• [Text]
# # # #

Better the documentation and Make the source code follow convention

Cone_spanners_2/doc/Cone_spanners_2/Cone_spanners_2.txt

@@ -7,12 +7,16 @@ namespace CGAL {
 \cgalAutoToc
 \author Weisheng Si and Quincy Tse
 
+\section sec_CBS_Introduction Introduction
+
 This chapter describes the package for constructing cone-based spanners given a set of vertices on the plane. 
 Specifically, this package provides functors for constructing two kinds of cone-based spanners: 
-Yao graph and Theta. Both exact and inexact constructions are supported.
-In exact construction, the cone boundaries are calculated using roots of polynomials (requiring `CORE::Expr` or `LEDA::real`). 
-In inexact construction, the cone boundaries are calculated using an approximate \f$ \pi = 3.14159265358979323846 \f$, 
-which is still accurate enough for most applications. Moreover, this chapter describes a global function for 
+Yao graph and Theta graph. Both exact and inexact constructions are supported.
+In exact construction, the cone boundaries are calculated using roots of polynomials,
+which achieves the exactness by avoiding using \f$ \pi \f$ in the computation.
+In inexact construction, the cone boundaries are calculated using an approximate
+\f$ \pi = 3.14159265358979323846 \f$, which is still accurate enough for most applications. 
+Moreover, this chapter describes a global function for 
 generating the data and script files used by Gnuplot to plot the constructed graphs.

# # # #

• [Given task 1] Who are the authors listed in the documentation diff?
• [Given task 2] Quote the documentation diff from "-In exact construction, the" to "in the computation.".
• [Given task 3] Summarize the documentation diff in two sentences.
The entries have no connection to the documentation diff.

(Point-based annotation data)

# # # #

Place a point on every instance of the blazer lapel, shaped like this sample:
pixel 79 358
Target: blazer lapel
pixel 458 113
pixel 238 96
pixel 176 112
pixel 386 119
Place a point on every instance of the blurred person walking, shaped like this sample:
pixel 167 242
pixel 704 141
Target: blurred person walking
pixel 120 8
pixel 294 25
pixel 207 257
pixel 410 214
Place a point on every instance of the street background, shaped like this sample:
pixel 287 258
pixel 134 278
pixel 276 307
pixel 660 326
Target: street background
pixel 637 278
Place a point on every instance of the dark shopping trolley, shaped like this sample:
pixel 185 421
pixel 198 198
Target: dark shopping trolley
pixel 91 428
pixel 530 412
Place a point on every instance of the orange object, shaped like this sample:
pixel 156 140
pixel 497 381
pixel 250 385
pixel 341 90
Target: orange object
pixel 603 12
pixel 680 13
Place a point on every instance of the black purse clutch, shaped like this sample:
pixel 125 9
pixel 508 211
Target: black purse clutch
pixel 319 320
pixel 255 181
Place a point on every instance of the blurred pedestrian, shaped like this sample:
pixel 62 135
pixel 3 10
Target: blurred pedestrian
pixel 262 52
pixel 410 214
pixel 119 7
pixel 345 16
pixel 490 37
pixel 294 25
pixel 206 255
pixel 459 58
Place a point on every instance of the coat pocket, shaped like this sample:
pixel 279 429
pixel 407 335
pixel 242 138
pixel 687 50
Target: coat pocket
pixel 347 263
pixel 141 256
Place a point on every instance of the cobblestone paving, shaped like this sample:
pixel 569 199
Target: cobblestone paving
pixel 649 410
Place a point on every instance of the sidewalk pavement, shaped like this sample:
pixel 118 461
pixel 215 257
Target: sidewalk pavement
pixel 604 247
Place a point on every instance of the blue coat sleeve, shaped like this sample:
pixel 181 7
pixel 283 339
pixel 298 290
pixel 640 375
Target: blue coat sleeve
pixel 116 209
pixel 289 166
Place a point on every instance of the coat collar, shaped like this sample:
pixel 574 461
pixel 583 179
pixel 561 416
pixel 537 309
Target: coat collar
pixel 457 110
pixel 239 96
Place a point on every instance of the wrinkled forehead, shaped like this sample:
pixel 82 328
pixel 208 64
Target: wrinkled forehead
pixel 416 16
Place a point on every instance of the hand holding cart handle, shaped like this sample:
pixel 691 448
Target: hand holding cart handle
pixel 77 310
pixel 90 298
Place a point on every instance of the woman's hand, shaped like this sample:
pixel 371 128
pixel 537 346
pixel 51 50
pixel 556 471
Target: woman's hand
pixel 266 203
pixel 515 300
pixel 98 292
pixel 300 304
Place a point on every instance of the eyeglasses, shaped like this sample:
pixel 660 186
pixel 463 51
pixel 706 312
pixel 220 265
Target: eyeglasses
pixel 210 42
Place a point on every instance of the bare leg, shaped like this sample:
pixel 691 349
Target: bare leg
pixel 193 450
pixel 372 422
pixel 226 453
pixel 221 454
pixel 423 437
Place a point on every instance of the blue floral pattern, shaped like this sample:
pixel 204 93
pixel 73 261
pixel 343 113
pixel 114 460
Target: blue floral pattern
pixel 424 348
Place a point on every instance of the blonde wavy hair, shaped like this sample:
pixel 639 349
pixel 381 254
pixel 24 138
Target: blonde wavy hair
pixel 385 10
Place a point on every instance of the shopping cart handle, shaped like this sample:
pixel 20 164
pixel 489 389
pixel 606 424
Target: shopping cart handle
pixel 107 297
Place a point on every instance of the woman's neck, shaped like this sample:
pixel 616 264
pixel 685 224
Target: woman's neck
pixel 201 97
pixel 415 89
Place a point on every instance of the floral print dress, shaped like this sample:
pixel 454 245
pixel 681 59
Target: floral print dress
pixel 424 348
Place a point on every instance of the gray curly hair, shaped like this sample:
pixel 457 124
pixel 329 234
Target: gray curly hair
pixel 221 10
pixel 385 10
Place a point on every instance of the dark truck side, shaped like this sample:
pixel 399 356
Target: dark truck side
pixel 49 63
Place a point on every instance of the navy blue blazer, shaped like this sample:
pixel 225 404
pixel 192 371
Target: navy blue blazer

# # # #

• [Correct answer 1] Weisheng Si and Quincy Tse.

• [Correct answer 2]
-In exact construction, the cone boundaries are calculated using roots of polynomials (requiring `CORE::Expr` or `LEDA::real`). 
-In inexact construction, the cone boundaries are calculated using an approximate \f$ \pi = 3.14159265358979323846 \f$, 
-which is still accurate enough for most applications. Moreover, this chapter describes a global function for 
+Yao graph and Theta graph. Both exact and inexact constructions are supported.
+In exact construction, the cone boundaries are calculated using roots of polynomials,
+which achieves the exactness by avoiding using \f$ \pi \f$ in the computation.

• [Correct answer 3] The documentation diff adds an Introduction section to a chapter on a package that provides functors for constructing two kinds of cone-based spanners, Yao graph and Theta graph, from a set of vertices on the plane, with both exact and inexact constructions supported. It explains that exact construction calculates cone boundaries using roots of polynomials to avoid using pi, while inexact construction uses an approximate value of pi, and notes that the chapter also describes a global function for generating the data and script files Gnuplot uses to plot the graphs.